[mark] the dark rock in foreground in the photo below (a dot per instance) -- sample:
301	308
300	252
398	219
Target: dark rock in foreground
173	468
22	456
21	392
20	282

....

## PROMPT
Once you have read the listing, copy it out exactly.

## ANSWER AREA
[mark] the dark rock in foreground in the photo below (a dot per instance) -- sample:
301	308
300	252
398	219
Target: dark rock in foreground
173	468
22	456
21	392
20	282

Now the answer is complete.